§ **Required task A**: Rescale the part of the listing starting with the line containing "Guideline: for every instance of the man" and going on through the last line of the listing. Reproduce only those lines, requests unchanged, with each answer coordinate multiplied by 1.8 and rounded to a whole number (halves round up).

The composite particles used in AB, AB/AG, or BB/AG sediment capping systems are known and described in the art along with various specific embodiments and/or sediment capping systems containing the same. See for reference U.S. Pat. No. 5,538,787, which issued to Nachtman et al. on Jul. 23, 1996, U.S. Pat. No. 5,897,946, which issued to Nachtman et al. on Apr. 27, 1999, U.S. Pat. No. 6,386,796, which issued to Hull on May 14, 2002, U.S. Pat. No. 6,558,081, which issued to Hull on May 6, 2003, U.S. Pat. No. 7,011,766, which issued to Hull on Mar. 14, 2006, U.S. Pat. No. 7,438,500, which issued to Hull on Oct. 21, 2008, and WO 2012/048215 published Apr. 12, 2012, each of which is incorporated herein by reference in their entirety. The particles may have any desired particle diameter, non-limiting examples of which include composite particles having a particle diameter of less than ¾ inches, including ¼-¾ inches, and ¼-⅜ inches.

The core of the composite particles may include a granular piece of stone, rock, gravel, sand, or slag, non-limiting examples of which include a granular piece of crushed limestone or other chemically/physically stable earthen aggregate. The core may have any desired particle diameter, a non-limiting example of which includes a particle diameter of ¼-⅜ inches. The core may be more dense, less dense or equally as dense as the sealant layer. In an exemplary embodiment, the core has a relatively greater density as compared to that of the sealant layer.

The sealant layer of the composite particles may partially or completely encapsulate the core. The sealant layer may include at least one reactive material, non-limiting examples of which include a clay, a water absorbent clay that is readily hydratable and has a high swelling capacity (e.g., a bentonite clay, such as high quality Wyoming-derived sodium bentonite clay containing montmorillonite), an organoclay, a clay mineral (e.g., montmorillonite, illite, kaolinite, and attapulgite), a non-swelling reactive material (e.g., activated carbon), and combinations thereof. The reactive material may be powdered.

§ **Input material**:
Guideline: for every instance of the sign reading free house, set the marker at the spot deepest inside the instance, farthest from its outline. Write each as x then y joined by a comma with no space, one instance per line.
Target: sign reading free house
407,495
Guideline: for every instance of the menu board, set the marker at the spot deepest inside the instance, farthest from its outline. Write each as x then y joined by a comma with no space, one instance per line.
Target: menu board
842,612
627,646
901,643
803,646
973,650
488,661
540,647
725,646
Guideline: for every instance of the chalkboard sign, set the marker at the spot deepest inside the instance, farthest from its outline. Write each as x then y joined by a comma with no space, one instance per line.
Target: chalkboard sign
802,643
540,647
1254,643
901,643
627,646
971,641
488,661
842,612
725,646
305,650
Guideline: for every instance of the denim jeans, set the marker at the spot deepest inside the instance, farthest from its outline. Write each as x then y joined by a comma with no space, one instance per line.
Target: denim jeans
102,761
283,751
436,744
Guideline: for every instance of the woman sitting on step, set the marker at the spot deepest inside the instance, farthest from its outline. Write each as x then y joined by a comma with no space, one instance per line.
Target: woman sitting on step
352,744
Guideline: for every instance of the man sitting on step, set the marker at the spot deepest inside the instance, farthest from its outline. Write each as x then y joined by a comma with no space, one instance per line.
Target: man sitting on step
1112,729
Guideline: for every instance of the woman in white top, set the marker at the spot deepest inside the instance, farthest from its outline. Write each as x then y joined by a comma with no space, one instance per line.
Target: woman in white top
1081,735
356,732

§ **Required task B**: From the passage on composite particles for sediment capping, extract the words starting with "The core of" and going on through "of the sealant layer.", copied verbatim.

§ **Correct output A**:
Guideline: for every instance of the man sitting on step, set the marker at the spot deepest inside the instance, farthest from its outline. Write each as x then y joined by a comma with no space, one instance per line.
Target: man sitting on step
2002,1312
Guideline: for every instance of the woman in white top, set the marker at the spot deepest inside the instance, farthest from its outline. Write each as x then y joined by a comma with no space, one instance per line.
Target: woman in white top
1946,1323
641,1318

§ **Correct output B**:
The core of the composite particles may include a granular piece of stone, rock, gravel, sand, or slag, non-limiting examples of which include a granular piece of crushed limestone or other chemically/physically stable earthen aggregate. The core may have any desired particle diameter, a non-limiting example of which includes a particle diameter of ¼-⅜ inches. The core may be more dense, less dense or equally as dense as the sealant layer. In an exemplary embodiment, the core has a relatively greater density as compared to that of the sealant layer.